§ WHAT THE TASK REQUIRES: Copy each of the following entries back without change.

[Point-per-instance localization data]
[Start of section]
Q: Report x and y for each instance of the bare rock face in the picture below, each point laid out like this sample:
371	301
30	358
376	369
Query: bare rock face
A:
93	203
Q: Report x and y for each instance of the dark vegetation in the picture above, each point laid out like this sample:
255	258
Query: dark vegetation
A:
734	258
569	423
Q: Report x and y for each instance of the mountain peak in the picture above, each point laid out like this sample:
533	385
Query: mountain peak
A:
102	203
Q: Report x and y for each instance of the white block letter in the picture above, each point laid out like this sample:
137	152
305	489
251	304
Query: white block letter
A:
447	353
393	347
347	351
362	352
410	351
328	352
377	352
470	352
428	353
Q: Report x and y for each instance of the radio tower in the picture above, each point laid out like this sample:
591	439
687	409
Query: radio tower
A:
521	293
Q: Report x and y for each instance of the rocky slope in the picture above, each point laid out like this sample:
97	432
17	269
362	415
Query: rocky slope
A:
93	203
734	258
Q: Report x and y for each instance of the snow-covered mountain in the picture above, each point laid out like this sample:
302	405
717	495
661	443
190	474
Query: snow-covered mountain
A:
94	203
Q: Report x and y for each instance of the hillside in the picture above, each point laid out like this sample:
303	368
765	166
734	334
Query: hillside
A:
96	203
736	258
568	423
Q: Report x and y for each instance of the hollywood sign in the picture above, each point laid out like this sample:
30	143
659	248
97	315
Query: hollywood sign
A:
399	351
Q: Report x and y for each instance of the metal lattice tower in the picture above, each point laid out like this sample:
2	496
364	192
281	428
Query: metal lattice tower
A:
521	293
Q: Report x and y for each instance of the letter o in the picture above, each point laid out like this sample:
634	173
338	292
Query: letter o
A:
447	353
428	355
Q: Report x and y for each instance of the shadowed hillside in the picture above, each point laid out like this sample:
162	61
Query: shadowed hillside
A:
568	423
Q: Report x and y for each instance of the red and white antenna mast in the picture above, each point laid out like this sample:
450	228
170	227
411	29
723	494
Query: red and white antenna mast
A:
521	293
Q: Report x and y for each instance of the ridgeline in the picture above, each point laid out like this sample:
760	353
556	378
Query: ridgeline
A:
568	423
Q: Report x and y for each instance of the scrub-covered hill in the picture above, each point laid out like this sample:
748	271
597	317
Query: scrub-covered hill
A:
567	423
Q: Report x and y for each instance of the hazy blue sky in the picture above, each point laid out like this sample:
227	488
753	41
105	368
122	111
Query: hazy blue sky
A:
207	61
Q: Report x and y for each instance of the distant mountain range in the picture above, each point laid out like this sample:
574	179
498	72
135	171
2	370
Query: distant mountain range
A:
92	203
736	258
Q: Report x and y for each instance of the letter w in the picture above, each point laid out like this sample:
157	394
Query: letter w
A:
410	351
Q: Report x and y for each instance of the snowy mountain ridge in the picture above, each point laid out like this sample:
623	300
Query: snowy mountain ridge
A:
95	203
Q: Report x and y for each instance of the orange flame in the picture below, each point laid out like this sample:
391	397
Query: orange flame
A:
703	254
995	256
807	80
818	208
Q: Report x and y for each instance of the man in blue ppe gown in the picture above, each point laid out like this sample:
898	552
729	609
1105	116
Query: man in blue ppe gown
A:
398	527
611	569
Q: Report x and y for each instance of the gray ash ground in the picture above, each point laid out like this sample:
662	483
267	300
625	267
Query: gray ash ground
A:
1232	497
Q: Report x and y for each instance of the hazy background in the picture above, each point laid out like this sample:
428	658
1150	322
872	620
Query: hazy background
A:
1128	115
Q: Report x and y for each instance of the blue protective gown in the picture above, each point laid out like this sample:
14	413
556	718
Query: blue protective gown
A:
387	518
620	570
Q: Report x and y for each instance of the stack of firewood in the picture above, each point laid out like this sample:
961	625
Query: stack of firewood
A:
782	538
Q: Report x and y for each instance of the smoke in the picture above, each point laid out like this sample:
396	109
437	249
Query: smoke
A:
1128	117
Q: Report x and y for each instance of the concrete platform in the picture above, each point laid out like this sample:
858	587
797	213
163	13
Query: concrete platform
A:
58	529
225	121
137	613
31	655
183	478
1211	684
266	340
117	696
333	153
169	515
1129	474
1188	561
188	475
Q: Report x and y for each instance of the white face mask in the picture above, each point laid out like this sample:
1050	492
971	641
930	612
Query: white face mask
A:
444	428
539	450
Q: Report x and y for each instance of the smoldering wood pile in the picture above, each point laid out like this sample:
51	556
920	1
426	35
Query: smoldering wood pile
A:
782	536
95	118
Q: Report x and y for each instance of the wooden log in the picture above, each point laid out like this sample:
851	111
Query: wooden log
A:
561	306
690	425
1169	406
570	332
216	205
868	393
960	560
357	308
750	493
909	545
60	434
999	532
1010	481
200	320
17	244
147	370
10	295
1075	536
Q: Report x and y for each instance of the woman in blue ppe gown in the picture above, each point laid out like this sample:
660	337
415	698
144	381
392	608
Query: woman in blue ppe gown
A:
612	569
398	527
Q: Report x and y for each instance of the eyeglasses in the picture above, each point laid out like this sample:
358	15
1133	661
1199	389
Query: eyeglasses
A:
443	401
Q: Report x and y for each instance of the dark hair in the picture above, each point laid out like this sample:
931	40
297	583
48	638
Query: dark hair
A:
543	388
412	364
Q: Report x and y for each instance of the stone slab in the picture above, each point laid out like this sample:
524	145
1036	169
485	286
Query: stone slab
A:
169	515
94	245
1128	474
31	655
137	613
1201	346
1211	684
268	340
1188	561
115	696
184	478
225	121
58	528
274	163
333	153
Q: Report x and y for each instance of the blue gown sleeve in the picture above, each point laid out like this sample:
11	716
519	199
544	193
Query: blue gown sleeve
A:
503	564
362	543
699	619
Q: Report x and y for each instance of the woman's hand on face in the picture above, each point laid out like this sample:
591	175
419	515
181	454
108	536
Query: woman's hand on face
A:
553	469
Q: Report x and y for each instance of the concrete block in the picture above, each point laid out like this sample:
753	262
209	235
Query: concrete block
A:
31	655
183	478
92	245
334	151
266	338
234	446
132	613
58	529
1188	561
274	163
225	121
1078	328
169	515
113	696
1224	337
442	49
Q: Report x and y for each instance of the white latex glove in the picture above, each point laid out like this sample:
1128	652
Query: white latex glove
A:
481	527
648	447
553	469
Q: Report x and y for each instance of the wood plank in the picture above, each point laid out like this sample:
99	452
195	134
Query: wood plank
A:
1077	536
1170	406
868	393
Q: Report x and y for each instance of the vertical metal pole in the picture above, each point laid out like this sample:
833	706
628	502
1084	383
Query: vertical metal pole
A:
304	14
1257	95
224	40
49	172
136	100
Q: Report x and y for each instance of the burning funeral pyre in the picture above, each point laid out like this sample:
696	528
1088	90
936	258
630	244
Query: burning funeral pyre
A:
[End of section]
§ SOLUTION:
Q: Report x and y for each instance of the bare rock face in the picture below, each point laid out like this sample:
371	301
30	358
376	369
Query: bare rock face
A:
93	203
Q: Report x and y for each instance of the dark vegetation in the picture above, each point laid out like this sample:
255	258
Query: dark vegetation
A:
734	258
569	423
Q: Report x and y for each instance of the mountain peak in the picture above, each point laid out like this sample:
533	385
Query: mountain peak
A:
102	203
Q: Report x and y for each instance of the white block letter in the picture above, each point laid out like this sample:
137	152
305	489
251	304
Query: white block letter
A:
447	353
393	347
347	351
362	352
410	351
328	352
377	352
470	352
428	353
Q: Report x and y for each instance of the radio tower in the picture above, each point laid out like this sample:
591	439
687	409
Query: radio tower
A:
521	293
Q: Report x and y for each instance of the rocky slope in the picture above, each point laid out like this sample:
97	432
17	269
362	415
Query: rocky slope
A:
93	203
734	258
Q: Report x and y for each instance of the snow-covered mountain in the picture above, each point laid out like this sample:
302	405
717	495
661	443
190	474
Query: snow-covered mountain
A:
94	203
Q: Report x and y for each instance of the hillside in the picture above, each point laid out like this sample:
303	368
765	166
734	334
Query: hillside
A:
96	203
736	258
568	423
Q: Report x and y for each instance of the hollywood sign in the picture above, each point laid out like this sample:
30	143
659	248
97	315
Query: hollywood sign
A:
399	351
Q: Report x and y for each instance of the metal lattice tower in the picture above, each point laid out like this sample:
2	496
364	192
281	428
Query: metal lattice tower
A:
521	293
Q: Report x and y for each instance of the letter o in the picture above, each point laid out like this sample:
634	173
338	292
Query: letter o
A:
447	353
428	355
Q: Report x and y for each instance of the shadowed hillside in the picture above, each point laid out like this sample:
162	61
Query: shadowed hillside
A:
568	423
Q: Report x and y for each instance of the red and white antenna mast in the picture above, each point laid out like this sample:
450	228
170	227
411	29
723	494
Query: red and white antenna mast
A:
521	293
Q: Report x and y for each instance of the ridgeline in the picture above, each point laid out like this sample:
760	353
556	378
Query: ridgeline
A:
568	423
Q: Report x and y for each instance of the scrub-covered hill in the picture above, each point laid out like this sample:
748	271
597	317
Query: scrub-covered hill
A:
567	423
Q: Report x and y for each instance of the hazy blue sky in the picture above, each point laid out like this sample:
227	488
753	41
105	368
122	111
Query: hazy blue sky
A:
207	61
Q: Report x and y for each instance of the distant mountain range in the picture above, each point laid out like this sample:
574	179
498	72
135	171
2	370
Query: distant mountain range
A:
92	203
736	258
Q: Report x and y for each instance of the letter w in the picture above, each point laid out like this sample:
157	394
Query: letter w
A:
410	351
Q: Report x and y for each instance of the snowy mountain ridge in the picture above, each point laid out like this sample:
623	300
Query: snowy mountain ridge
A:
95	203
Q: Report x and y for each instance of the orange flame in the picture below, each point laid out like this sample:
391	397
Query: orange flame
A:
703	254
995	256
807	80
818	208
Q: Report x and y for each instance of the man in blue ppe gown in the picture above, each point laid out like this sample:
898	552
729	609
1105	116
Query: man in blue ppe gown
A:
398	527
611	569
Q: Report x and y for each instance of the gray ash ground in the picture above, each point laid out like this sample:
662	483
267	300
625	267
Query: gray ash ground
A:
1232	497
Q: Report x and y for each instance of the hazy background in the picture above, each point laid out like this sample:
428	658
1150	322
872	620
Query: hazy background
A:
1128	115
Q: Report x and y for each instance of the blue protective gown in the picture above, each point laid out like this sample:
14	413
556	718
Query: blue protective gown
A:
387	518
620	570
Q: Report x and y for each instance of the stack of firewood in the picture above, each point laid out like this sample:
961	625
Query: stack of firewood
A:
782	538
Q: Report x and y for each instance of the smoke in the picture above, each point laid out like this sample:
396	109
437	249
Query: smoke
A:
1128	117
Q: Report x and y for each instance of the concrete platform in the picture above, each point laid out like this sample:
858	587
797	213
163	13
Query: concrete platform
A:
58	529
225	121
137	613
31	655
183	478
1211	684
266	340
117	696
333	153
169	515
1129	474
1188	561
188	475
Q: Report x and y for each instance of the white face mask in the picture above, each point laid out like this sample:
1050	492
971	641
930	612
Query: white face mask
A:
444	428
539	450
Q: Report x and y for each instance of the smoldering wood pile in the picture above, each point laid out like this sample:
51	556
920	1
426	35
Query: smoldering wood pile
A:
782	536
95	118
Q: Report x and y for each instance of the wooden log in the picture above, each point laid out like this sample:
851	111
Query: wooden log
A:
561	306
690	425
1169	406
570	332
216	205
868	393
960	560
357	308
750	493
909	545
60	434
999	532
1010	481
200	320
17	244
147	370
10	295
1075	536
Q: Report x and y for each instance of the woman in blue ppe gown in the picture above, each point laid out like this sample:
660	337
415	698
144	381
392	608
Query: woman in blue ppe gown
A:
612	569
398	527
Q: Report x and y for each instance of the eyeglasses in the picture above, each point laid out like this sample:
358	15
1133	661
1199	389
Query: eyeglasses
A:
443	401
Q: Report x and y for each instance of the dark hair in the picture above, each point laid out like this sample:
931	40
297	583
48	638
Query: dark hair
A:
543	388
412	364
Q: Report x and y for each instance of the stone slab in the picture above, each point laid out like this sample:
524	145
1036	169
485	286
Query: stone slab
A:
169	515
94	245
1128	474
31	655
137	613
1201	346
1211	684
268	340
1188	561
115	696
184	478
225	121
58	528
274	163
333	153
Q: Report x and y for each instance of the blue gown sleeve in the picture above, each point laid out like this sample:
11	716
519	199
544	193
Query: blue gown sleeve
A:
503	564
362	543
699	619
Q: Report x and y for each instance of the woman's hand on face in the picture above, each point laid out like this sample:
591	175
419	515
181	454
108	536
Query: woman's hand on face
A:
553	469
Q: Report x and y for each instance of the concrete block in the picture above, each point laid out like this sample:
753	262
209	235
Query: concrete block
A:
31	655
183	478
92	245
334	151
266	338
234	446
132	613
58	529
1188	561
274	163
225	121
1078	328
169	515
113	696
1224	337
442	49
Q: Report x and y for each instance of the white latex glove in the picture above, each point laid out like this sample:
1128	652
Query: white latex glove
A:
481	527
648	447
553	469
Q: Report x and y for each instance of the wood plank in the picture above, each point laid out like this sample:
99	452
195	134
Query: wood plank
A:
1077	536
1170	406
868	393
Q: Report x and y for each instance of the vertical metal pole in the picture above, each point laid out like this sample:
833	706
628	502
1084	383
Query: vertical metal pole
A:
304	14
1257	95
224	40
49	172
136	100
Q: Report x and y for each instance of the burning funeral pyre in the picture above, each point laid out like this sample:
696	528
1088	90
936	258
630	244
Query: burning funeral pyre
A:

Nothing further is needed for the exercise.